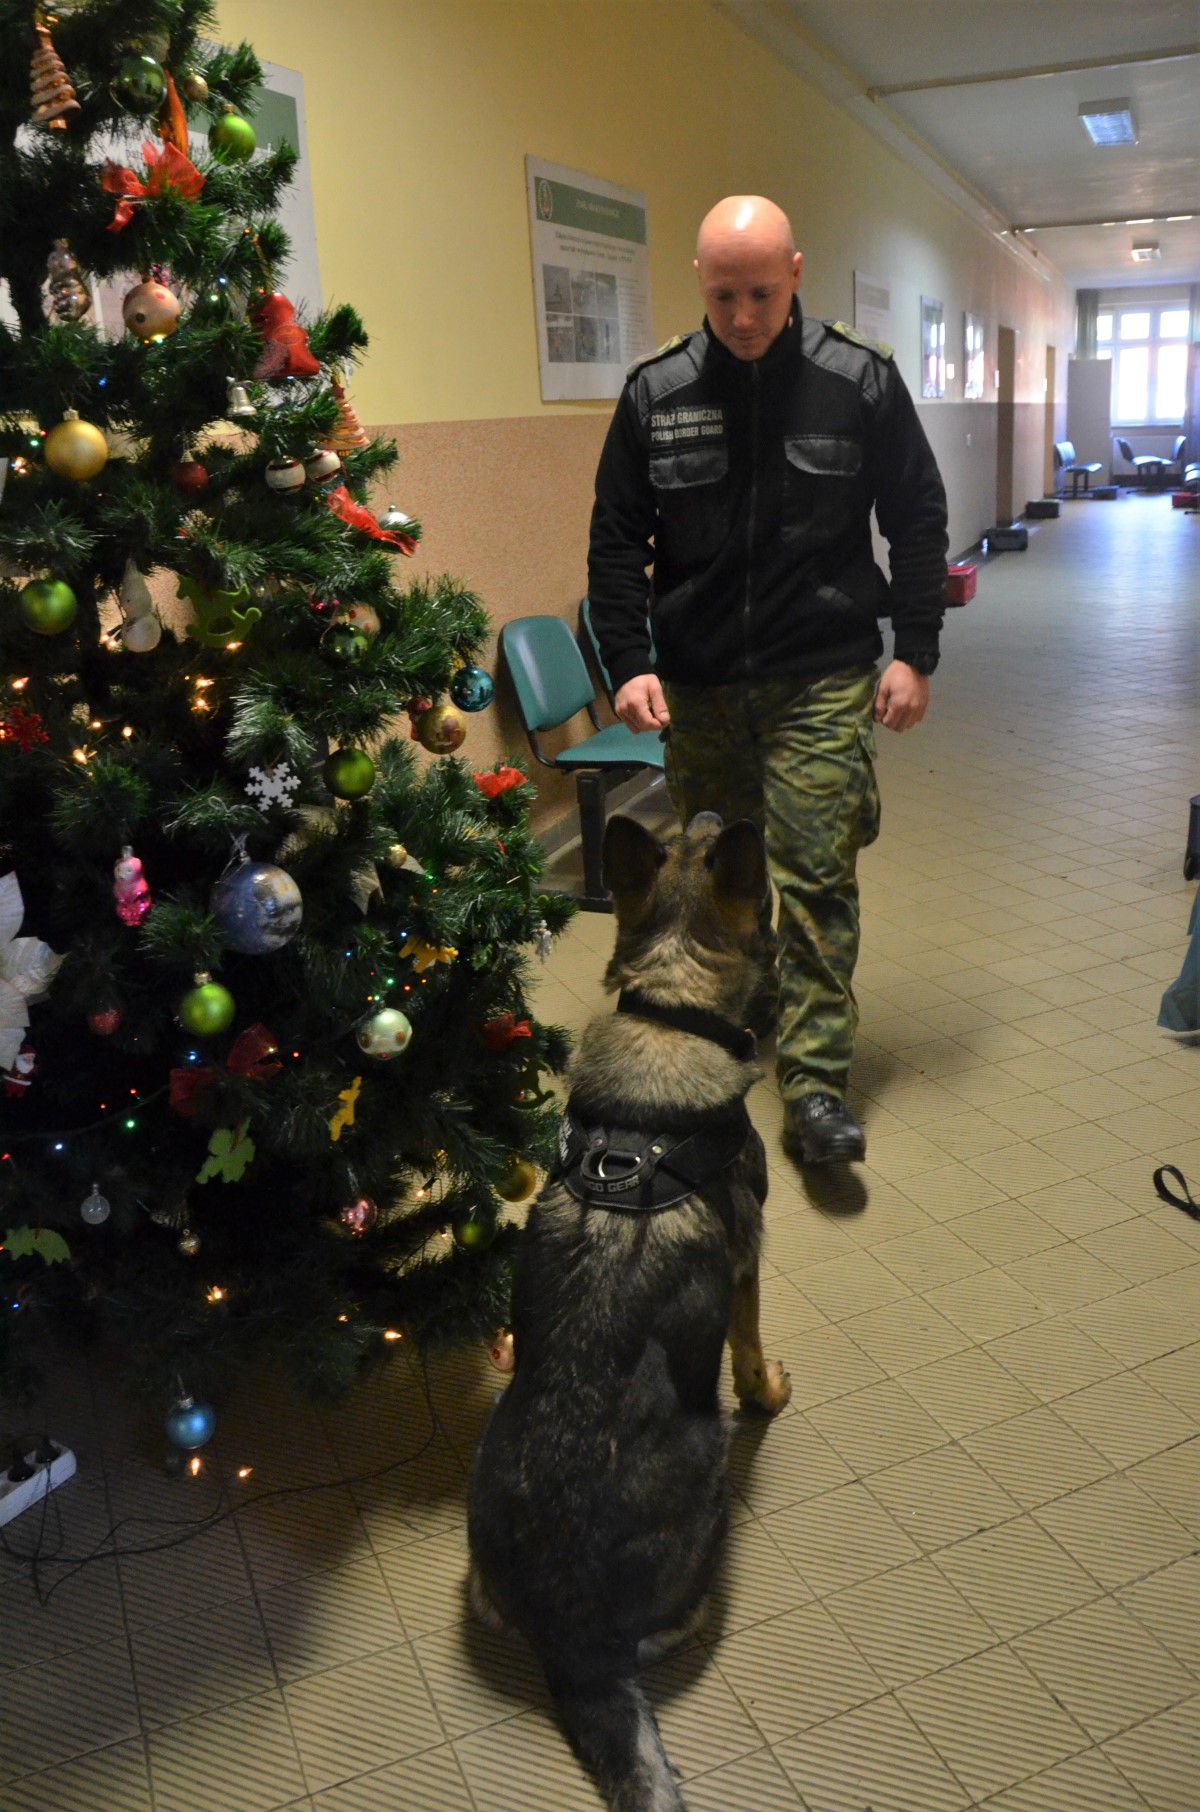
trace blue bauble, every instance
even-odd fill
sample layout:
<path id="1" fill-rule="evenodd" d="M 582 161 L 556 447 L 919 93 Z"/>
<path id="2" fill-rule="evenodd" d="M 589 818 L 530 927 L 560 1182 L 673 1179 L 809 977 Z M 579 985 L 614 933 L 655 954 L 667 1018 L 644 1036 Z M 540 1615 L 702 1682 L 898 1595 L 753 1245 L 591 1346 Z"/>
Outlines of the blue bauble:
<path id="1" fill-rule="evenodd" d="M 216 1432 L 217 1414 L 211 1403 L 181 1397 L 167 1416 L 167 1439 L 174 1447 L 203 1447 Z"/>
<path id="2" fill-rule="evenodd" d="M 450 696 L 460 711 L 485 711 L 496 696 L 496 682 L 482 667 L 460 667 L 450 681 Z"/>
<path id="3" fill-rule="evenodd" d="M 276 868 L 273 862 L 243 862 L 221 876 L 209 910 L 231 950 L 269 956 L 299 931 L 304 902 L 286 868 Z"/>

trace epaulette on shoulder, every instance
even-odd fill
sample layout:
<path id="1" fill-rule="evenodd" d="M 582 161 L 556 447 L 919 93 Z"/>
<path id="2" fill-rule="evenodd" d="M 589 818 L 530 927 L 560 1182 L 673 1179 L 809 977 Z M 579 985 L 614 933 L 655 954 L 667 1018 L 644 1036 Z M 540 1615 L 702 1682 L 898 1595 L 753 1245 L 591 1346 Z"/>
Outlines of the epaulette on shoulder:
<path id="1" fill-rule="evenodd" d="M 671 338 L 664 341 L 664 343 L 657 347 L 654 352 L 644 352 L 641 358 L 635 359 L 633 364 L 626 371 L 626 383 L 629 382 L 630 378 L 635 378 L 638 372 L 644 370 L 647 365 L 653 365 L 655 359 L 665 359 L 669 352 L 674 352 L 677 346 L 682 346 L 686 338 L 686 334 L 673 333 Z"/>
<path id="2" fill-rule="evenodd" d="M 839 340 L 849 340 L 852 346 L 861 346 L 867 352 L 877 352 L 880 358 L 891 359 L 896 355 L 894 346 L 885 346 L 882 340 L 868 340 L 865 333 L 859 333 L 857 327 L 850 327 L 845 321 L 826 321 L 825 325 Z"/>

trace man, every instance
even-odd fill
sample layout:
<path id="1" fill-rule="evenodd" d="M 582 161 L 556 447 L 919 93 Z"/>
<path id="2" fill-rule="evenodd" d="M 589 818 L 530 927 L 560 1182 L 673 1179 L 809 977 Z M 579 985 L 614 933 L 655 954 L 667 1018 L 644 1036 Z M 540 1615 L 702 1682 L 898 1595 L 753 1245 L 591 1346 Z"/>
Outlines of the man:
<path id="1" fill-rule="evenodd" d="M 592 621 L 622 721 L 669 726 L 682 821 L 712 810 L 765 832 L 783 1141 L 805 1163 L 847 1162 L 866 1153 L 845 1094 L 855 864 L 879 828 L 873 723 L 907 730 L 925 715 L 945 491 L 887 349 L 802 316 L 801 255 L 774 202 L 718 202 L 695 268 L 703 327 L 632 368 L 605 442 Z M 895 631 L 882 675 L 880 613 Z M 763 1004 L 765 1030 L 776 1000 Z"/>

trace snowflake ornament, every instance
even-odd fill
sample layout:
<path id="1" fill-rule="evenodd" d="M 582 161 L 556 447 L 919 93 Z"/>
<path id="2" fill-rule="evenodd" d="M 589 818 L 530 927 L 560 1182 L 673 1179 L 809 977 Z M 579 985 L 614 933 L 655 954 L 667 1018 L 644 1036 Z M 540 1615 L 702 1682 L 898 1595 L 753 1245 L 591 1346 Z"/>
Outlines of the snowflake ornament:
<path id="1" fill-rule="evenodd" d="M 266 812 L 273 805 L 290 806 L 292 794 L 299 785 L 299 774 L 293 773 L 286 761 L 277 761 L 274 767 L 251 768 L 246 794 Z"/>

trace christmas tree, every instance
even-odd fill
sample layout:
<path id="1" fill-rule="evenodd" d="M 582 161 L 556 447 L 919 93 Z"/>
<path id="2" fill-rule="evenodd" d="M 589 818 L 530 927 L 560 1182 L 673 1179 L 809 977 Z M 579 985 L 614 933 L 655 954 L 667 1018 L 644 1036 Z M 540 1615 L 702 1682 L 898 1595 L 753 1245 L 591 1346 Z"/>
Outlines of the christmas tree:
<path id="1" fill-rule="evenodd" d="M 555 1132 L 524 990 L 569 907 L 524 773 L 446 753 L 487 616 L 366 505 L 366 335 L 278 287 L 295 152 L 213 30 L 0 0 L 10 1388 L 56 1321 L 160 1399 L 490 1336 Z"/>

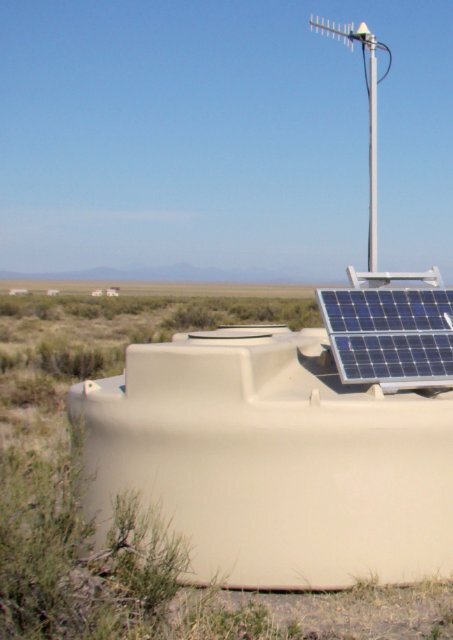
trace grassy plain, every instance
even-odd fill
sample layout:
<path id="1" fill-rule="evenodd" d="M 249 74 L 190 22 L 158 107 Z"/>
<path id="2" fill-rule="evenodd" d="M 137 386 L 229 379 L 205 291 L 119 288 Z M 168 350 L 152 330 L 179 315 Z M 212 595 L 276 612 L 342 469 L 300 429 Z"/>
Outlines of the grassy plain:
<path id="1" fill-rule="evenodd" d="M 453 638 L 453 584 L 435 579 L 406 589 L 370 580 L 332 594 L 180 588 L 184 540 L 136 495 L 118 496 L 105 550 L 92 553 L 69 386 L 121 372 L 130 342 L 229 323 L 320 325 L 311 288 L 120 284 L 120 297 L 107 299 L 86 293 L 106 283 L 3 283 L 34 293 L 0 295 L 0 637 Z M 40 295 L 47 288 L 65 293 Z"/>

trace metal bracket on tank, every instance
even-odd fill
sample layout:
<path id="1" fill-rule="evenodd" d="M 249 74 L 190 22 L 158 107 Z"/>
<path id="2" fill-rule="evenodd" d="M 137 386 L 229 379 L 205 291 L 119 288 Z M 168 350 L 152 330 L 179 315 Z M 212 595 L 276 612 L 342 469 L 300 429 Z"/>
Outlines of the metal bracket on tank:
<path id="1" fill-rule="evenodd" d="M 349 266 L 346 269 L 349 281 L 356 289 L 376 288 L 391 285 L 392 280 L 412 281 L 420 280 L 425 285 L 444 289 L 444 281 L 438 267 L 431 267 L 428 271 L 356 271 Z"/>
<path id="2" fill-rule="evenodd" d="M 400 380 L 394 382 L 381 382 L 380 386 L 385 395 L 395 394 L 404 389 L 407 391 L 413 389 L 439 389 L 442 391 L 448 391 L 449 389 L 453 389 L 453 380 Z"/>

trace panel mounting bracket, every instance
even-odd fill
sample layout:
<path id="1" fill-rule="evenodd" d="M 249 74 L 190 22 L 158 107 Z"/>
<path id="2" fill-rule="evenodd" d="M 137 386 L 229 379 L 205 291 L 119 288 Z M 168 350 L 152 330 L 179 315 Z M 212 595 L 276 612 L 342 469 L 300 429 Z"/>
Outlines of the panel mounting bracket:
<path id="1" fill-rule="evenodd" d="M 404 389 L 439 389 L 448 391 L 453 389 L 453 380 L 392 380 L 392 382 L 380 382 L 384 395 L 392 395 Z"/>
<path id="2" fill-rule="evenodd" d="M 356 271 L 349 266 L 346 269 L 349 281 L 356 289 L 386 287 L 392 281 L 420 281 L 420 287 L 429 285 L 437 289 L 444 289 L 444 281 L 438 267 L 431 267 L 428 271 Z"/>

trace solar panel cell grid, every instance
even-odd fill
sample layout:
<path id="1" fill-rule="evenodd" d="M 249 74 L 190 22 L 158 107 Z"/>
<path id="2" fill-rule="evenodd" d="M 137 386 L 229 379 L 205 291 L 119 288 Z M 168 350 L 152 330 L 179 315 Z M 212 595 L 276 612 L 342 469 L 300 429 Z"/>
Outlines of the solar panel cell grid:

_ _ _ _ _

THE TASK => Write the records out once more, exactly as they appear, with no pictures.

RESPONSE AREA =>
trace blue bauble, every instance
even-odd fill
sample layout:
<path id="1" fill-rule="evenodd" d="M 582 161 L 556 447 L 919 93 Z"/>
<path id="2" fill-rule="evenodd" d="M 589 818 L 530 927 L 560 1182 L 673 1179 L 809 977 Z M 579 985 L 614 933 L 655 954 L 667 1018 L 644 1036 Z M 540 1615 L 702 1682 L 898 1595 L 753 1245 L 591 1346 Z"/>
Outlines of the blue bauble:
<path id="1" fill-rule="evenodd" d="M 216 1432 L 217 1414 L 211 1403 L 181 1397 L 167 1416 L 167 1439 L 174 1447 L 203 1447 Z"/>
<path id="2" fill-rule="evenodd" d="M 450 696 L 460 711 L 485 711 L 496 696 L 496 682 L 482 667 L 460 667 L 450 681 Z"/>
<path id="3" fill-rule="evenodd" d="M 276 868 L 273 862 L 243 862 L 221 876 L 209 910 L 231 950 L 269 956 L 299 931 L 304 902 L 286 868 Z"/>

trace epaulette on shoulder, every instance
even-odd fill
sample layout:
<path id="1" fill-rule="evenodd" d="M 582 161 L 556 447 L 919 93 Z"/>
<path id="2" fill-rule="evenodd" d="M 589 818 L 530 927 L 560 1182 L 673 1179 L 809 977 Z M 579 985 L 614 933 L 655 954 L 667 1018 L 644 1036 Z M 540 1615 L 702 1682 L 898 1595 L 753 1245 L 591 1346 Z"/>
Outlines of the epaulette on shoulder:
<path id="1" fill-rule="evenodd" d="M 671 338 L 664 341 L 664 343 L 657 347 L 654 352 L 644 352 L 641 358 L 635 359 L 633 364 L 626 371 L 626 383 L 629 382 L 630 378 L 635 378 L 638 372 L 644 370 L 647 365 L 653 365 L 655 359 L 665 359 L 669 352 L 674 352 L 677 346 L 682 346 L 686 338 L 686 334 L 673 333 Z"/>
<path id="2" fill-rule="evenodd" d="M 839 340 L 849 340 L 852 346 L 861 346 L 867 352 L 877 352 L 880 358 L 891 359 L 896 355 L 894 346 L 885 346 L 882 340 L 868 340 L 865 333 L 859 333 L 857 327 L 850 327 L 845 321 L 826 321 L 825 325 Z"/>

trace man, every instance
even-odd fill
sample layout:
<path id="1" fill-rule="evenodd" d="M 582 161 L 556 447 L 919 93 Z"/>
<path id="2" fill-rule="evenodd" d="M 589 818 L 530 927 L 560 1182 L 673 1179 L 809 977 Z M 579 985 L 614 933 L 655 954 L 667 1018 L 644 1036 Z M 540 1615 L 702 1682 L 898 1595 L 753 1245 L 591 1346 Z"/>
Outlines of the man:
<path id="1" fill-rule="evenodd" d="M 592 621 L 622 721 L 669 726 L 682 821 L 712 810 L 765 832 L 783 1141 L 805 1163 L 847 1162 L 866 1153 L 845 1094 L 855 864 L 879 828 L 873 723 L 907 730 L 925 715 L 945 491 L 887 349 L 802 316 L 801 255 L 774 202 L 718 202 L 695 268 L 703 327 L 632 368 L 605 442 Z M 895 631 L 882 675 L 880 613 Z M 763 1004 L 765 1030 L 776 1000 Z"/>

trace snowflake ornament, every instance
even-odd fill
sample layout:
<path id="1" fill-rule="evenodd" d="M 582 161 L 556 447 L 919 93 Z"/>
<path id="2" fill-rule="evenodd" d="M 589 818 L 530 927 L 560 1182 L 673 1179 L 809 977 Z M 579 985 L 614 933 L 655 954 L 667 1018 L 644 1036 Z M 540 1615 L 702 1682 L 898 1595 L 753 1245 L 591 1346 Z"/>
Outlines of the snowflake ornament:
<path id="1" fill-rule="evenodd" d="M 266 812 L 273 805 L 290 806 L 292 794 L 299 785 L 299 774 L 293 773 L 286 761 L 277 761 L 274 767 L 251 768 L 246 794 Z"/>

trace christmas tree, every instance
even-odd fill
sample layout:
<path id="1" fill-rule="evenodd" d="M 582 161 L 556 447 L 919 93 Z"/>
<path id="2" fill-rule="evenodd" d="M 589 818 L 530 927 L 560 1182 L 673 1179 L 809 977 Z M 579 985 L 614 933 L 655 954 L 667 1018 L 644 1036 Z M 540 1615 L 702 1682 L 898 1595 L 753 1245 L 591 1346 Z"/>
Outlines of the christmas tree:
<path id="1" fill-rule="evenodd" d="M 555 1132 L 524 990 L 569 907 L 524 773 L 446 753 L 487 616 L 366 505 L 366 335 L 278 287 L 295 152 L 213 30 L 0 0 L 10 1388 L 56 1321 L 160 1399 L 490 1336 Z"/>

trace grassy plain, every instance
even-odd fill
sample layout:
<path id="1" fill-rule="evenodd" d="M 249 74 L 190 22 L 158 107 Z"/>
<path id="2" fill-rule="evenodd" d="M 137 386 L 229 379 L 205 291 L 119 288 Z M 168 350 L 152 330 L 179 315 Z M 212 595 L 276 612 L 342 469 L 300 429 Z"/>
Outlines of the grassy plain:
<path id="1" fill-rule="evenodd" d="M 453 638 L 453 584 L 435 579 L 406 589 L 370 580 L 332 594 L 180 588 L 184 540 L 136 495 L 118 496 L 105 550 L 92 553 L 69 386 L 121 372 L 130 342 L 229 323 L 320 325 L 311 288 L 120 284 L 120 297 L 107 299 L 86 293 L 106 283 L 3 283 L 34 293 L 0 295 L 0 637 Z M 40 295 L 47 288 L 65 293 Z"/>

trace metal bracket on tank, every instance
even-odd fill
sample layout:
<path id="1" fill-rule="evenodd" d="M 249 74 L 190 22 L 158 107 Z"/>
<path id="2" fill-rule="evenodd" d="M 137 386 L 229 379 L 205 291 L 119 288 Z M 168 350 L 152 330 L 179 315 Z M 212 595 L 276 612 L 342 469 L 300 429 Z"/>
Outlines of the metal bracket on tank:
<path id="1" fill-rule="evenodd" d="M 349 266 L 346 269 L 349 281 L 356 289 L 376 288 L 391 285 L 392 280 L 412 281 L 420 280 L 425 285 L 444 289 L 444 281 L 438 267 L 431 267 L 428 271 L 356 271 Z"/>
<path id="2" fill-rule="evenodd" d="M 400 380 L 394 382 L 381 382 L 380 386 L 385 395 L 395 394 L 404 389 L 407 391 L 413 389 L 439 389 L 442 391 L 448 391 L 449 389 L 453 389 L 453 380 Z"/>

trace panel mounting bracket, every instance
even-odd fill
sample layout:
<path id="1" fill-rule="evenodd" d="M 249 74 L 190 22 L 158 107 Z"/>
<path id="2" fill-rule="evenodd" d="M 137 386 L 229 379 L 205 291 L 119 288 Z M 168 350 L 152 330 L 179 315 Z M 212 595 L 276 612 L 342 469 L 300 429 Z"/>
Outlines of the panel mounting bracket:
<path id="1" fill-rule="evenodd" d="M 404 389 L 439 389 L 448 391 L 453 389 L 453 380 L 392 380 L 392 382 L 380 382 L 384 395 L 392 395 Z"/>
<path id="2" fill-rule="evenodd" d="M 356 271 L 349 266 L 346 269 L 349 281 L 356 289 L 386 287 L 392 281 L 420 281 L 420 287 L 429 285 L 437 289 L 444 289 L 444 281 L 438 267 L 431 267 L 428 271 Z"/>

trace solar panel cell grid, every instance
even-odd fill
sample layout:
<path id="1" fill-rule="evenodd" d="M 249 74 L 190 22 L 158 107 Z"/>
<path id="2" fill-rule="evenodd" d="M 137 386 L 229 379 L 205 291 L 119 288 Z M 168 350 L 152 330 L 179 315 Z M 212 595 L 276 612 L 342 469 L 300 429 Z"/>
Outlines of the solar panel cell grid:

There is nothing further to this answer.